OBJECTIVE — Transcribe the passage on winter and the coming spring, between "When the skies" and "cause for rejoicing.", inclusive.

======== PAGE EXTRACT

Part 3
I would not have you discouraged by the winter of the race, for the spring will come and the roses will bloom again. March winds! They are followed by April showers and Mayflowers. We are now in February.
When the skies are dark and the snows fall, we gather round the fire and think of the future, when the flowers shall bloom again and green grass shall cover the earth and birds shall sing in the trees. The sun “crosses the line” in March when the winds blow, and enters the sign of the Ram, and the Zodiac is traversed again by the great light-giver the Sun. Do you shiver and grow afraid when the Equinox approaches?
The soul, too, has its winter of materialism and its ideal spring.
I have looked at the world from the outside, and I see no cause for despair. I have looked at the soul from the inside, and I see great cause for rejoicing.

================
======== RECORDS SUPPLIED

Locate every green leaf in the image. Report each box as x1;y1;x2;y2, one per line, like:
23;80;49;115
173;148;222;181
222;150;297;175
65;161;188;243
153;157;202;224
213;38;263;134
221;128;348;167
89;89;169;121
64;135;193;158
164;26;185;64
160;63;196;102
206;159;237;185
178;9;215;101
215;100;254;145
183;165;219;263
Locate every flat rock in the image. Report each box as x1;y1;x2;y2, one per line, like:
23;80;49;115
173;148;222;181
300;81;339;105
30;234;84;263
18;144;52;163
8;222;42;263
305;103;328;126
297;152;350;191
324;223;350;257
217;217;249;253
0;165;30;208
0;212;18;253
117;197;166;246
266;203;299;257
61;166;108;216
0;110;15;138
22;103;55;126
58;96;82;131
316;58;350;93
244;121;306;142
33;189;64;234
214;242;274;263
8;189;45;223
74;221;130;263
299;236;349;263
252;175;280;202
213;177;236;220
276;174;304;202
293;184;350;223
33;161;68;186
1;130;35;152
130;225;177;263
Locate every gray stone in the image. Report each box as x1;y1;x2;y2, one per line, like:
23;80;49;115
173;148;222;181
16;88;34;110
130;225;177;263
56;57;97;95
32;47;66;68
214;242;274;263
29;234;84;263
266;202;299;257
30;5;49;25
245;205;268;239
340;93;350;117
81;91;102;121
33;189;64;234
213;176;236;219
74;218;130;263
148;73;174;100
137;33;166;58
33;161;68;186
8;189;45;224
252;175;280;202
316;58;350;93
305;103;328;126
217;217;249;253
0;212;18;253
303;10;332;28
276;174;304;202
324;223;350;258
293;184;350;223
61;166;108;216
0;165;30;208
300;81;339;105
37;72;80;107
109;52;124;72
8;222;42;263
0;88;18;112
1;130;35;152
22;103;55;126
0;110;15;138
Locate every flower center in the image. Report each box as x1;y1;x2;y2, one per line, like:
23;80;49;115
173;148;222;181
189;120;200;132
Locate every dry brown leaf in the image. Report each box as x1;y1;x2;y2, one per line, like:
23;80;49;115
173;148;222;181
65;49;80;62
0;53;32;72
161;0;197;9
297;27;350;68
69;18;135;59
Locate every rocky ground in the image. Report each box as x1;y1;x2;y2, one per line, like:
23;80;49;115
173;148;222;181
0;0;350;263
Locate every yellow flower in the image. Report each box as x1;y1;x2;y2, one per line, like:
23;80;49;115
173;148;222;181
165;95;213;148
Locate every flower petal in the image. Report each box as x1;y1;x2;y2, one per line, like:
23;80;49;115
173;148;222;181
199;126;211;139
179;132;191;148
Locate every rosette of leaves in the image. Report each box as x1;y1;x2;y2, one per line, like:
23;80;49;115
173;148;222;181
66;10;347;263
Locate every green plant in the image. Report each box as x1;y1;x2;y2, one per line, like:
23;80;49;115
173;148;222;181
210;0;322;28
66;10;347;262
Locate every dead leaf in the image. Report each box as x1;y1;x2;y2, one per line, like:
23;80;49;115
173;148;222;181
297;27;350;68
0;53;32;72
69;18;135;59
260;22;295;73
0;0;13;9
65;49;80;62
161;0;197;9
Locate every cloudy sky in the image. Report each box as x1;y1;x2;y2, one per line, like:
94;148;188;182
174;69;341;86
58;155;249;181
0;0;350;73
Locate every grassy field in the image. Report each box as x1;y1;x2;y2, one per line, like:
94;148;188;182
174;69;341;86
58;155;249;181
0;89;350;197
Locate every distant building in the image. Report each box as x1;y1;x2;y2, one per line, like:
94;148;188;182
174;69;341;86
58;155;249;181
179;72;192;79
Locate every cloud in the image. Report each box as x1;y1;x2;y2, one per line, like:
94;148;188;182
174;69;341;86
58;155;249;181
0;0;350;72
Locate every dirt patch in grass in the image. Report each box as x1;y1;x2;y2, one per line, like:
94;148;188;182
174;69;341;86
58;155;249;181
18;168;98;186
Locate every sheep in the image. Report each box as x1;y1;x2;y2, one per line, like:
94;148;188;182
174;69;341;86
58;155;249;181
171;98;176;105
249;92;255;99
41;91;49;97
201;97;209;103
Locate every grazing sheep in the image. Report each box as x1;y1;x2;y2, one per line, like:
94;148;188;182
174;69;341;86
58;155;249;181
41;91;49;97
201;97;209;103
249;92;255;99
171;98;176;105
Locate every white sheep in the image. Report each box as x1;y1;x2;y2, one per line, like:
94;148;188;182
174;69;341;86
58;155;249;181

================

RESPONSE TO THIS EXERCISE —
When the skies are dark and the snows fall, we gather round the fire and think of the future, when the flowers shall bloom again and green grass shall cover the earth and birds shall sing in the trees. The sun “crosses the line” in March when the winds blow, and enters the sign of the Ram, and the Zodiac is traversed again by the great light-giver the Sun. Do you shiver and grow afraid when the Equinox approaches?
The soul, too, has its winter of materialism and its ideal spring.
I have looked at the world from the outside, and I see no cause for despair. I have looked at the soul from the inside, and I see great cause for rejoicing.